▸ Required actions:
1. Using the forum thread below, mark each statement yes or no and quote the words from the thread that settle it: (a) Whistler has already smoked ribs, (b) Whistler bought the Brinkmann Pitmaster Deluxe new, (c) erain lives near St. Cloud.
2. In the forum thread below, where is Whistler's cabin?

# New Minnesooh-tan



## whistler (Aug 25, 2009)

Hello,

I've been a lurker for a few months enjoying the knowledge and info.  Thanks.

I 'inherited' a Brinkmann Pitmaster Deluxe and have been using it to grill on until recently.  As a kid, my extended family smoked quite a bit of fish (lake trout and whitefish) and I loved it.  Finally decided I needed to put the Brinkmann to its highest and best use -- smoking meat.

So far I have done some ribs and a fatty with homemade venison breakfast sausage.  I look foward to expanding these efforts under your collective tutelage to include more exotic fatties, briskets, butts, and fish.

Thanks again.

Whistler


----------



## richoso1 (Aug 25, 2009)

Welcome Whistler, you'll enjoy the friendly folks here at the SMF.


----------



## fire it up (Aug 25, 2009)

Welcome Whistler.
Glad you decided to stop lurking and join the family.  Can't wait to see some of your Qviews.
Any questions there are (as you probably know by now) tons of good folks here that are more than happy to help you out with.


----------



## erain (Aug 25, 2009)

welcome from a fellow minnesotan!!! i am near st cloud where are you???  great site with tons a info. cant wait till you share a smoke with some qview!!!


----------



## whistler (Aug 25, 2009)

Thanks. I've read many of your posts with interest (and a bit of drool). I look foward to more.

I live in Fridley but have a cabin near Cook. My family is originally from the Da Range.

▸ Record set:

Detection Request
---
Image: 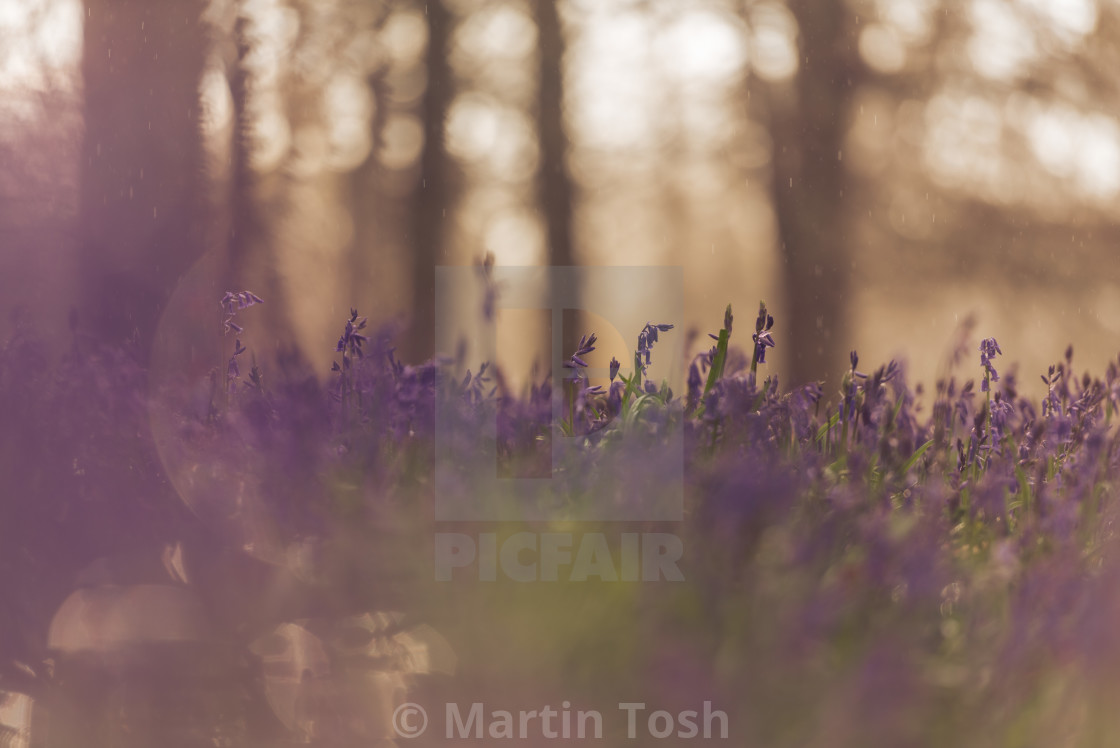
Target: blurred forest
[0,0,1120,396]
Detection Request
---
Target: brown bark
[769,0,860,384]
[77,0,205,354]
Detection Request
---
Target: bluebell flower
[980,338,1004,392]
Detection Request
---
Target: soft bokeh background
[0,0,1120,748]
[0,0,1120,396]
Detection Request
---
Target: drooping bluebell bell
[980,338,1004,392]
[637,322,673,375]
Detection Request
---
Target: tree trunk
[769,0,859,385]
[532,0,588,356]
[77,0,205,356]
[405,0,455,363]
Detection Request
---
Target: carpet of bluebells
[0,282,1120,748]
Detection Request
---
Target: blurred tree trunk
[77,0,205,355]
[223,11,252,293]
[532,0,588,355]
[405,0,455,362]
[768,0,861,385]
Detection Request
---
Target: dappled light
[8,0,1120,748]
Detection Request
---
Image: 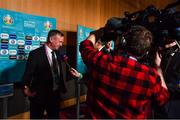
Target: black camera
[92,1,180,46]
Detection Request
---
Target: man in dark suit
[23,30,78,118]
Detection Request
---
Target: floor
[8,103,86,119]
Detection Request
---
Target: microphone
[61,55,71,70]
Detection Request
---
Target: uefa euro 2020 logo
[3,14,14,25]
[44,21,52,30]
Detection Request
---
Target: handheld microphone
[61,55,71,70]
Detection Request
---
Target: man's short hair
[125,25,153,57]
[47,30,64,42]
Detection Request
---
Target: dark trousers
[30,92,60,119]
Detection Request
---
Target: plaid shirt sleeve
[80,40,169,118]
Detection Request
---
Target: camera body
[95,1,180,46]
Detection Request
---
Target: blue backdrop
[0,9,56,84]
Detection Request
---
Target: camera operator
[161,39,180,118]
[80,26,169,119]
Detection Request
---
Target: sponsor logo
[33,36,39,41]
[25,55,28,60]
[9,39,17,45]
[18,50,25,55]
[1,44,8,49]
[40,37,46,42]
[1,33,9,39]
[44,21,52,30]
[18,40,25,45]
[25,40,32,45]
[32,45,39,50]
[9,34,17,39]
[3,14,14,25]
[9,50,17,55]
[17,55,25,60]
[18,45,24,49]
[1,39,8,43]
[25,36,32,40]
[1,49,8,55]
[9,55,17,59]
[25,45,32,50]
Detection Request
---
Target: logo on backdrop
[44,21,52,30]
[3,14,14,25]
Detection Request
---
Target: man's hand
[70,68,82,79]
[155,52,162,67]
[24,86,36,97]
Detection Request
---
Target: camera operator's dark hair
[47,30,64,42]
[124,25,152,57]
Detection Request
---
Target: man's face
[50,34,64,50]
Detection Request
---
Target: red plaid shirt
[80,40,169,119]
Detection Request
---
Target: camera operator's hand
[90,28,104,41]
[155,51,162,68]
[155,51,168,89]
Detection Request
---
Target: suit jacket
[23,46,66,98]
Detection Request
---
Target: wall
[0,0,175,118]
[0,0,175,31]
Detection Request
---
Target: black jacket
[23,46,66,95]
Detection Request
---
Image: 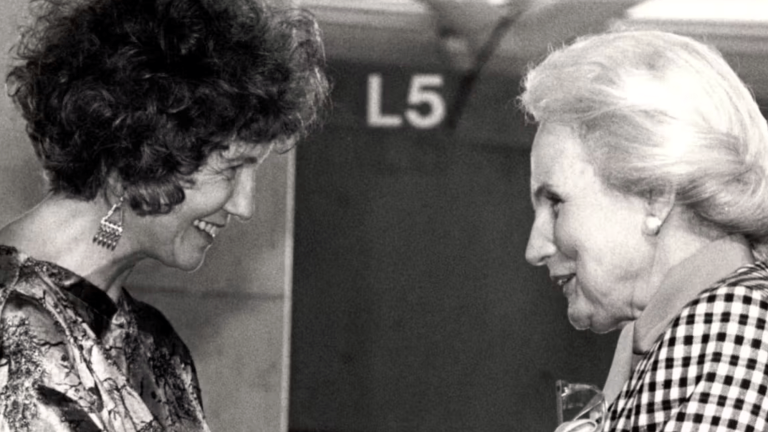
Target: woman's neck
[0,195,141,299]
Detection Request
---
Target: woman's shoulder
[695,262,768,302]
[680,262,768,325]
[123,290,191,359]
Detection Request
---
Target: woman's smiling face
[128,143,272,271]
[525,123,653,333]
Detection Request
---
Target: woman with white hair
[520,31,768,431]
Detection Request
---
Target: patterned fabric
[603,263,768,431]
[0,246,209,432]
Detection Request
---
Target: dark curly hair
[6,0,329,215]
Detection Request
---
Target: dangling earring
[643,216,661,237]
[93,197,123,250]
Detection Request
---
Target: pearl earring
[643,216,661,237]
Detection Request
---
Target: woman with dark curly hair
[0,0,328,431]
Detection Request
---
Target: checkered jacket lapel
[604,263,768,431]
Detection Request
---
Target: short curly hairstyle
[6,0,329,215]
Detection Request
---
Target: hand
[555,419,600,432]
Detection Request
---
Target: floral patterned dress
[0,245,209,432]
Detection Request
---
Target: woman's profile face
[525,123,652,333]
[126,143,272,271]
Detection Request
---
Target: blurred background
[0,0,768,432]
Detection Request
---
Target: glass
[555,380,608,432]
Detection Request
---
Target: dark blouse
[0,245,209,432]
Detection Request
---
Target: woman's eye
[547,195,563,216]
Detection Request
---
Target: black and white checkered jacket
[603,263,768,432]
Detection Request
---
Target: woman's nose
[224,171,256,221]
[525,218,557,266]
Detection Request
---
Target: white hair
[520,30,768,259]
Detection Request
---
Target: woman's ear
[643,188,675,237]
[103,171,125,205]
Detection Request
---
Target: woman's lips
[551,273,576,290]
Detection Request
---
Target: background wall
[0,0,295,432]
[290,61,617,432]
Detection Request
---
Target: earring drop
[643,216,661,237]
[93,197,123,251]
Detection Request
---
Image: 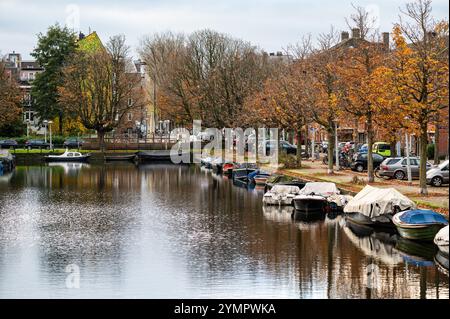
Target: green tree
[31,24,77,134]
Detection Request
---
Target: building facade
[5,51,44,134]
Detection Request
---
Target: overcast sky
[0,0,449,59]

▸ Solutions below:
1.
(a) Yes: "So far I have done some ribs and a fatty with homemade venison breakfast sausage."
(b) No: "I 'inherited' a Brinkmann Pitmaster Deluxe"
(c) Yes: "i am near st cloud"

2. Near Cook.